(WORK TO BE COMPLETED) Reproduce the whole listing, character for character.

(RECORDS SUPPLIED)
========================================================================
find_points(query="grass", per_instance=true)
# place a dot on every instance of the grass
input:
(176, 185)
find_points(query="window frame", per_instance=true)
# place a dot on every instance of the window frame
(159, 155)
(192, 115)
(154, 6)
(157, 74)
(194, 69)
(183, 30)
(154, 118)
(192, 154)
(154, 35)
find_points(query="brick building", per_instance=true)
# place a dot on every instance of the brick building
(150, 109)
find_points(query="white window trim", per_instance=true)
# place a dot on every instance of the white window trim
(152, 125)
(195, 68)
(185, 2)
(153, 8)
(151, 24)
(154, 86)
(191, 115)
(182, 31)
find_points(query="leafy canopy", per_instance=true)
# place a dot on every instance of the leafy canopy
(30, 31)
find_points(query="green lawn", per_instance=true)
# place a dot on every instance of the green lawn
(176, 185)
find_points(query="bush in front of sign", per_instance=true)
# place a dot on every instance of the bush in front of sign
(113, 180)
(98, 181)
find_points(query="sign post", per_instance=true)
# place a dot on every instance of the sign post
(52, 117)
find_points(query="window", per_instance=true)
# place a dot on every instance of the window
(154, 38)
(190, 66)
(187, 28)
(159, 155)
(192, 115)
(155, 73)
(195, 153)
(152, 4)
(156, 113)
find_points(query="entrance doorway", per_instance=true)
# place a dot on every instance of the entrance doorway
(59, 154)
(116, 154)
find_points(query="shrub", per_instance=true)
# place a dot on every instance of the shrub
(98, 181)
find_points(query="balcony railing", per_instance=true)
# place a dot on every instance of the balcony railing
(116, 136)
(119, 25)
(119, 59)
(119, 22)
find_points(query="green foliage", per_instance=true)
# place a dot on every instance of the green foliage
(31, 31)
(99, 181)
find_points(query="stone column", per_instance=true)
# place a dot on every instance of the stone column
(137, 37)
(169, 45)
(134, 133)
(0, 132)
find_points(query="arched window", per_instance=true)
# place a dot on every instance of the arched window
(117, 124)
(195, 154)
========================================================================
(COMPLETED TASK)
find_points(query="grass", per_instance=true)
# place a dot on every instance of the grass
input:
(176, 185)
find_points(query="window frame", per_instance=true)
# place a dot on every instance of the window frame
(159, 155)
(192, 115)
(154, 6)
(157, 74)
(194, 69)
(183, 30)
(154, 118)
(192, 154)
(154, 35)
find_points(query="brick building", per_instance=true)
# place a dot on every instance of the brick building
(150, 109)
find_points(query="white window trim", per_instance=true)
# place a dot on every instance of the white window trim
(152, 125)
(195, 68)
(185, 2)
(153, 8)
(151, 24)
(154, 86)
(191, 115)
(182, 31)
find_points(query="leafy canopy", per_instance=true)
# place a dot on every instance of the leafy canopy
(30, 31)
find_points(query="green lawn", per_instance=true)
# place a dot on every instance of the green lawn
(176, 185)
find_points(query="bush in front of sign", per_instance=true)
# place a dot on every instance of the bush in front of sign
(113, 180)
(98, 181)
find_points(query="sign post", per_instance=true)
# place a dot on every instance of the sign post
(52, 117)
find_points(query="window", per_instance=true)
# place a dot on every instance of the window
(154, 38)
(190, 66)
(187, 28)
(159, 155)
(192, 115)
(155, 73)
(195, 153)
(152, 4)
(156, 113)
find_points(query="entrance doorway", per_instance=true)
# place a dot on every instance of the entrance doorway
(59, 154)
(116, 154)
find_points(query="shrub", per_instance=true)
# place a dot on every instance of the shrub
(98, 181)
find_points(query="balcony railing", per_instance=true)
# place a dot on every instance of the balcony railing
(116, 136)
(119, 25)
(119, 59)
(119, 22)
find_points(query="green foliage", per_instance=true)
# place a dot on every instance of the green foliage
(31, 31)
(99, 181)
find_points(query="stone column", per_instance=true)
# place a dot on every instance of the stone column
(137, 37)
(169, 45)
(134, 133)
(0, 132)
find_points(query="arched window", per_instance=true)
# place a dot on every instance of the arched window
(117, 124)
(195, 154)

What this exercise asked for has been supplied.